Fluxblog Weekly #146: Britta Persson, Girls Aloud, The Rogers Sisters, A Frames, Max Tundra
As of the beginning of this month, Fluxblog has existed for 16 years. I am going to celebrate this occasion by revisiting a lot of old favorites from over the years that have slipped into obscurity. In some cases I’ll be writing about songs featured here many years ago with a new perspective, and in others, I’ll be writing about songs that I love that I never got around to covering on the site. It’s remarkable how much great music from the past decade is almost completely forgotten today, or doesn’t even exist on streaming platforms. I want to do what I can to put these artists and songs back into the world. History gets erased when no one bothers to write about it.
February 5th, 2018
Feeling A Feeling Because It’s A Feeling
Britta Persson “Cliffhanger”

▶ _Written request 1_
According to the Fluxblog post, how long had Fluxblog existed as of the beginning of that month?
▶ _Written request 2_
Write the next part of the Fluxblog post, starting after its final line.

▶ _Entries provided_
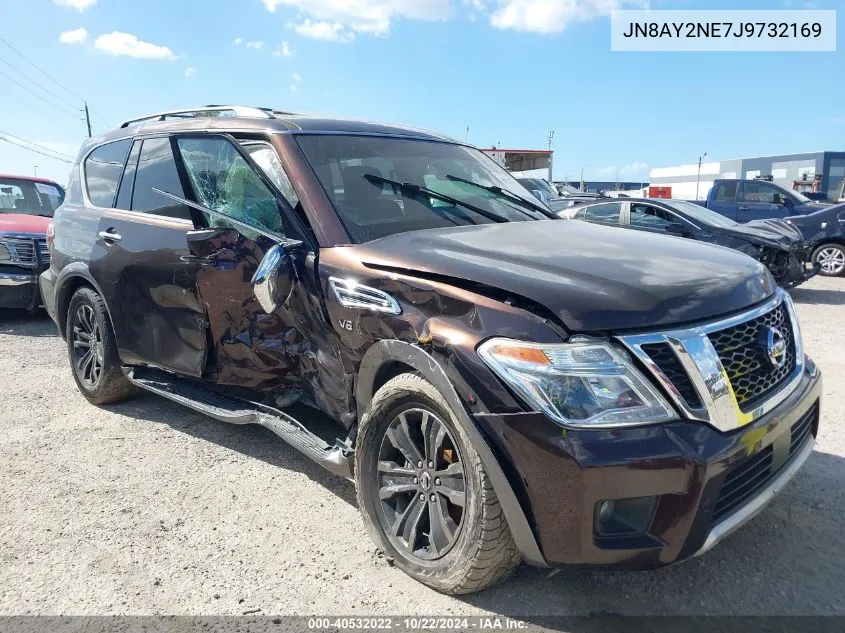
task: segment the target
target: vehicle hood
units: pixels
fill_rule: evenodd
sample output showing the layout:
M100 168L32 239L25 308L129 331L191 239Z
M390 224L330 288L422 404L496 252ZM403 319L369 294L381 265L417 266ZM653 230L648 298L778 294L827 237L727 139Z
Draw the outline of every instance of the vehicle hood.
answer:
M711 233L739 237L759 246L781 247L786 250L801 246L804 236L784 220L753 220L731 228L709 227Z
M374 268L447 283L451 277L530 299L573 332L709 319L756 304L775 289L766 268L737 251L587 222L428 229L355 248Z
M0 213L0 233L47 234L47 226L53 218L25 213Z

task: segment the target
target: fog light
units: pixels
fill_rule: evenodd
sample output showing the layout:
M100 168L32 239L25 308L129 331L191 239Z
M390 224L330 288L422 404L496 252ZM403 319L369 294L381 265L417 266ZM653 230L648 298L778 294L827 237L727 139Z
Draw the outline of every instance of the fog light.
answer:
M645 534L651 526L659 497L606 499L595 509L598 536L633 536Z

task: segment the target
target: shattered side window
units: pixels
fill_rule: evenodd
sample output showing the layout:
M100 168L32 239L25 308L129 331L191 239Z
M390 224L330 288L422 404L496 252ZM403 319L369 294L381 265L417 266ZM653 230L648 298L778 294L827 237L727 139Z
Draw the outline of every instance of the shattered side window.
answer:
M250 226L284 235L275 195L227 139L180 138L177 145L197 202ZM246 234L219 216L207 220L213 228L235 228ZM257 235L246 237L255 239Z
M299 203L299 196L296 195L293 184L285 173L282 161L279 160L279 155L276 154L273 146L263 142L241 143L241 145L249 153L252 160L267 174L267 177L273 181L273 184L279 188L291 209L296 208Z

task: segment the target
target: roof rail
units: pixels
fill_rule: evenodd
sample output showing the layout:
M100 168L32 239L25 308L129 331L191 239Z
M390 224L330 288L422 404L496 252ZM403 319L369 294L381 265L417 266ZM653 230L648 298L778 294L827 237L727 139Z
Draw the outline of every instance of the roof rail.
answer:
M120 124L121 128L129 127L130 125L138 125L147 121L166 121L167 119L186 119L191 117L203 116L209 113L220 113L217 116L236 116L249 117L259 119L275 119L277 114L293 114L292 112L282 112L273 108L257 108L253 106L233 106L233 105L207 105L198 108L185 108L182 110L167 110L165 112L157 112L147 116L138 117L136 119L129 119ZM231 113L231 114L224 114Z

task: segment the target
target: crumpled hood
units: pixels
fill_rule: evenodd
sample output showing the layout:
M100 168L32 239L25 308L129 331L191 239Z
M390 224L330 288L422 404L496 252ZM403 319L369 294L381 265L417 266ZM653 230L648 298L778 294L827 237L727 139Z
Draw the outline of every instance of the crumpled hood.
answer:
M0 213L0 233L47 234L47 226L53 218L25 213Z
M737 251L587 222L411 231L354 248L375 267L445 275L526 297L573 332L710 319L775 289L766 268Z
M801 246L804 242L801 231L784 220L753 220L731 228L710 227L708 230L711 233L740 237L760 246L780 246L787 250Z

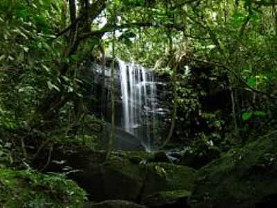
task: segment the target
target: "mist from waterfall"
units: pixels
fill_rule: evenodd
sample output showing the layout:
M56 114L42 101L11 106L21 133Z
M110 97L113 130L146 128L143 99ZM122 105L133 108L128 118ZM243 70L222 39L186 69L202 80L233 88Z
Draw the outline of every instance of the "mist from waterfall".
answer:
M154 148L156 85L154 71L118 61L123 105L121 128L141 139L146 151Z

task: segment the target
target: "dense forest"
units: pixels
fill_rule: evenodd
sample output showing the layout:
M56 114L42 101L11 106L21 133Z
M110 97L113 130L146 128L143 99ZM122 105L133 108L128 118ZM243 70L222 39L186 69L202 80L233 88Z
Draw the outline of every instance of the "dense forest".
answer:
==
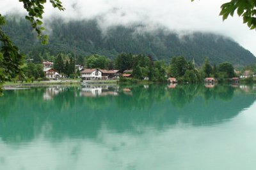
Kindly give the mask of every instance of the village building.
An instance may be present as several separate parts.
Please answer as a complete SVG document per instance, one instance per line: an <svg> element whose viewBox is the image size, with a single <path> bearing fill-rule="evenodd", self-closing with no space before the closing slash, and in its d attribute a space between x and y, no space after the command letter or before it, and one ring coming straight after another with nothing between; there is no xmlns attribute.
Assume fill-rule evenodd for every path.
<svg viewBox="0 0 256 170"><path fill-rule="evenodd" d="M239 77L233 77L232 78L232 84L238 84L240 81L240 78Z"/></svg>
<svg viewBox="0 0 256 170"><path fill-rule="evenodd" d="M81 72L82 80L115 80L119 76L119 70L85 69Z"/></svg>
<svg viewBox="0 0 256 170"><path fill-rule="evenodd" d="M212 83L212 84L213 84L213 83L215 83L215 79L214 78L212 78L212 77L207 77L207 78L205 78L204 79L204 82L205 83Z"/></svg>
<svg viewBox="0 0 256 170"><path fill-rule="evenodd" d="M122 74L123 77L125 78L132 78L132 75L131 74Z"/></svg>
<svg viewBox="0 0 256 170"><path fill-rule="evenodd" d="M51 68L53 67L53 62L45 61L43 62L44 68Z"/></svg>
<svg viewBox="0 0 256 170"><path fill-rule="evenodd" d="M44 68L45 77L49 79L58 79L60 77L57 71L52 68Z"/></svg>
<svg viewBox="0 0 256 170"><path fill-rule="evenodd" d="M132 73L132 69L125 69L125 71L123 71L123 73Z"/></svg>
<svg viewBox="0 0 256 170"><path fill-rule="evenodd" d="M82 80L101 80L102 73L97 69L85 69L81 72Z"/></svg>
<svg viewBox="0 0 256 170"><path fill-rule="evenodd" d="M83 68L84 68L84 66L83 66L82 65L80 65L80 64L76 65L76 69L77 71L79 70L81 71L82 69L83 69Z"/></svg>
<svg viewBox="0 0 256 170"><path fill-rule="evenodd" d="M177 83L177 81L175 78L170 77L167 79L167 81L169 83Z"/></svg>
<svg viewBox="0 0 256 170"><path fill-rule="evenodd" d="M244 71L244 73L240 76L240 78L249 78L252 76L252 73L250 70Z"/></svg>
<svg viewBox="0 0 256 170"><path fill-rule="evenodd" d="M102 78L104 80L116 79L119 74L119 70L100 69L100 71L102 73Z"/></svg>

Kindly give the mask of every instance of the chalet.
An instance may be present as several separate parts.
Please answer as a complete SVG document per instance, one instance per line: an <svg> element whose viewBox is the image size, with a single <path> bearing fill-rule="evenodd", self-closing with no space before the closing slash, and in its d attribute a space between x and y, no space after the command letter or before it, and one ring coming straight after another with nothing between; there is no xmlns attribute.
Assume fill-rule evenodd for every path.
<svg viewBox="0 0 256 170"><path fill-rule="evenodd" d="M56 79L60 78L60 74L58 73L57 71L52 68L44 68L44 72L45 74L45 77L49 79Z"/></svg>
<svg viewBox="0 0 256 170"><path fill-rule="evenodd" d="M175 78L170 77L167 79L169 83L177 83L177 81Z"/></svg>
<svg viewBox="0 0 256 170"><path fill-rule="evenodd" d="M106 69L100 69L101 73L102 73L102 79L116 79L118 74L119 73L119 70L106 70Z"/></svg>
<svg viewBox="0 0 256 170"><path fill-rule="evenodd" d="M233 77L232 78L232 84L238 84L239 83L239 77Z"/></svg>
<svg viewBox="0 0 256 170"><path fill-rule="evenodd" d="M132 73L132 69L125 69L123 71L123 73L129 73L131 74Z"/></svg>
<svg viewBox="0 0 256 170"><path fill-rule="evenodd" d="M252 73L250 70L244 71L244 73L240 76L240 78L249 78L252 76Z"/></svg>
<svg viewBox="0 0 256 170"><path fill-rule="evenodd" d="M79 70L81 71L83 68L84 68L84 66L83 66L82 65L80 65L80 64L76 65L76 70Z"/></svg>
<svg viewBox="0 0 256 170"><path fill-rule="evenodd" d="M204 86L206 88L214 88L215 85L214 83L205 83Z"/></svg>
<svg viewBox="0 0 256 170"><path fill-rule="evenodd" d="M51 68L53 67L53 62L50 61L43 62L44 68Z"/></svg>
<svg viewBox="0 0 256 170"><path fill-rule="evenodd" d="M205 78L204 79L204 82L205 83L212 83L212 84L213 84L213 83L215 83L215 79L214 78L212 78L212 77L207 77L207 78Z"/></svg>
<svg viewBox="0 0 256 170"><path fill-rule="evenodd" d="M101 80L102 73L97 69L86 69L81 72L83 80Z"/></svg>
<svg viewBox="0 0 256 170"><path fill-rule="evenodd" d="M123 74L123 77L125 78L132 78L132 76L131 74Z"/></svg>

▶ _Expected answer 1_
16 years.

▶ _Expected answer 2_
The word “cliffhanger” is never sung in this song, but it’s an appropriate title for a song that’s so ambivalent and unresolved. Britta Persson is singing from the perspective of someone in a relationship that’s seemingly stuck in a pleasant rut and is wondering if there’s a direction and purpose to it, or if they’re just passively following the path of least resistance. It’s hard to say which option she’d prefer, particularly as she seems to distrust her own emotions. She asks herself if she’s “feeling a feeling because it’s a feeling,” and is dismissive of some woman she read about in free magazine, saying she “doesn’t want to be a teenager forever.” But her feelings do get quite strong – she’s rather emphatic when she sings that she’s ready to move on. But after that, the song reverts to the vague emotional space it starts out in.
This is such a vivid portrayal of a state of indecision, and the anguish that comes from fearing that you could be settling for less than what would make you truly happy. And then, the added anxiety of not even knowing what would make you happy in the first place. And of course, a third layer of feeling guilty for wanting more when things are basically fine and you don’t want to hurt your partner. Maybe “cliffhanger” isn’t quite the right word for this. It’s more of a stalemate.
Buy it from Amazon.
Note: I wrote about three songs from Britta Persson’s Kill Hollywood Me when it came out 10 years ago. The first post was about “At 7,” the second was about the title track, and the third was my first shot at writing about “Cliffhanger.” I strongly recommend the album, but especially these three magnificent songs.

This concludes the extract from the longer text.